▸ What is being asked: Which lines in the rows below contain the string "yellow"? Pull out each of them, with uppercase and lowercase counted as different.

* * *

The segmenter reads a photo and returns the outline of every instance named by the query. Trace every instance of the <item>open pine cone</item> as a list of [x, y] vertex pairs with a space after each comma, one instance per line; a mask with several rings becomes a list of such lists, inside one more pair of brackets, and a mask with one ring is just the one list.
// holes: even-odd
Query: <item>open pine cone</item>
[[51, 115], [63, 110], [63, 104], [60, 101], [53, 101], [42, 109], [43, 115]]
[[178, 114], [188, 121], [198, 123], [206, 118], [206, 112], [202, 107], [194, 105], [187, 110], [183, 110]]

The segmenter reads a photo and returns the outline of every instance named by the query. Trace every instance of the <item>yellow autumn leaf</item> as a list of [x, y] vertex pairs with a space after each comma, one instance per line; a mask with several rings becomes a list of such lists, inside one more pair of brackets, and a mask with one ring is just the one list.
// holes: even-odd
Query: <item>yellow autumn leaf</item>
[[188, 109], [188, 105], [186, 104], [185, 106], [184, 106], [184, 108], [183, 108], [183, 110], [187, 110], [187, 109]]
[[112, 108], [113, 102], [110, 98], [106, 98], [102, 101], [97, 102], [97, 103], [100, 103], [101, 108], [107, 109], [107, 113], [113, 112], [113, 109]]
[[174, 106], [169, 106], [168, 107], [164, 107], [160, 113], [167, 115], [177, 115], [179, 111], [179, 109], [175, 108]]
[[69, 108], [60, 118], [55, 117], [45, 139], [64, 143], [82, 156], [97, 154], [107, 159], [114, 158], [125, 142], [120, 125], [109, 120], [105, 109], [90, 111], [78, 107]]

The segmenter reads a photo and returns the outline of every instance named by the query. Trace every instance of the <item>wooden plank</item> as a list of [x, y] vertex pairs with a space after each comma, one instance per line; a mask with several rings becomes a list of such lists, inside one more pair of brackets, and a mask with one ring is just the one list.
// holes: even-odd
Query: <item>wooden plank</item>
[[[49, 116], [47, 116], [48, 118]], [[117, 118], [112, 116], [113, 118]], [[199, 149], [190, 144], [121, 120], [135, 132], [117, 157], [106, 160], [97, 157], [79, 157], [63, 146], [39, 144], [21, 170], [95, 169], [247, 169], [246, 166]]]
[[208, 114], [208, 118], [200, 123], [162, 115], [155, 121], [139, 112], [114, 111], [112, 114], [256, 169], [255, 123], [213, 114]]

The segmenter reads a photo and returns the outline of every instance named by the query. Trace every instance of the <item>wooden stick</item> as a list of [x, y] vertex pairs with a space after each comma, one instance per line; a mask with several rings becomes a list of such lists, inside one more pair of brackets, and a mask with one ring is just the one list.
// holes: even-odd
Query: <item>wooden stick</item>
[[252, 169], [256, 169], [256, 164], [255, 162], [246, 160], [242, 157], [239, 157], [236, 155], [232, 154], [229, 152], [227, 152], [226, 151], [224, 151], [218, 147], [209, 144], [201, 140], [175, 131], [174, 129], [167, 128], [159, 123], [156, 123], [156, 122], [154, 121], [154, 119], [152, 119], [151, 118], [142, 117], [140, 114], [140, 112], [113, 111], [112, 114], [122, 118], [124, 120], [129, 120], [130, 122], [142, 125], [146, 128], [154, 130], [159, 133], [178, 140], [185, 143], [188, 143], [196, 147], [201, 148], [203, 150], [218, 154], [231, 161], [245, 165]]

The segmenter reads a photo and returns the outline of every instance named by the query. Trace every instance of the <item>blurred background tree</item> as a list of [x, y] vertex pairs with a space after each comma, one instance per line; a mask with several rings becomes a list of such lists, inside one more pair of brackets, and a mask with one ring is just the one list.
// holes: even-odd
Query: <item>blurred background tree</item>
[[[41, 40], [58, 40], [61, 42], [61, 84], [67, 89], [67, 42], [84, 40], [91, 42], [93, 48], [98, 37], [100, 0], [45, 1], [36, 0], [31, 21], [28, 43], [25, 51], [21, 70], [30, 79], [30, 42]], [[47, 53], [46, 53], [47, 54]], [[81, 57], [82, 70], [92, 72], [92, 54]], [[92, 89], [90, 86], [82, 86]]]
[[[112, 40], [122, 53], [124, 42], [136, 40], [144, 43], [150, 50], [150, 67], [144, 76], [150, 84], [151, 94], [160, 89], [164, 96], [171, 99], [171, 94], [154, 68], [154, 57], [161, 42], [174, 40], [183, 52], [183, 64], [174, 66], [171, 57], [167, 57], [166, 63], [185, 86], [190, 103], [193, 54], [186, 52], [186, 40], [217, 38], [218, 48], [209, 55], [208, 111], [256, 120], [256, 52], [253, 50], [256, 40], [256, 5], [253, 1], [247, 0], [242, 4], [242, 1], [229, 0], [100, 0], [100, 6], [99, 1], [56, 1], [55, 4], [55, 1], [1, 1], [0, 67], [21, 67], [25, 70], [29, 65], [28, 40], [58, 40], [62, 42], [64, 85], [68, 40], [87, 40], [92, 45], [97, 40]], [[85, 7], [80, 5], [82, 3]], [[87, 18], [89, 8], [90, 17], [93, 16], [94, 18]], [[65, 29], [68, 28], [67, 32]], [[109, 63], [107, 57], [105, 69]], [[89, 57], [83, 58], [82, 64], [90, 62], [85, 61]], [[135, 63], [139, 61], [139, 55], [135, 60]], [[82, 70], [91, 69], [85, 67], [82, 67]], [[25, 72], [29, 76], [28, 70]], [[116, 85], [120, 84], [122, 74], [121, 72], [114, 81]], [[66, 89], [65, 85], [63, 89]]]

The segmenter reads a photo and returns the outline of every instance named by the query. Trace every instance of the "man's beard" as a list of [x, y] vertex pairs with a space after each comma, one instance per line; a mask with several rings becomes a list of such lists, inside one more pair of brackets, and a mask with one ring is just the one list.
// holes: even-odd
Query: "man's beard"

* * *

▸ Solution for this problem:
The segmenter reads a photo and returns the outline of every instance named by the query. Trace every instance of the <item>yellow autumn leaf</item> as a list of [x, y] vertex pairs with a space after each comma, one instance per line; a mask with several rings becomes a list of such lists, inside one more pair of brackets, and a mask with one ring is just the one list.
Query: <item>yellow autumn leaf</item>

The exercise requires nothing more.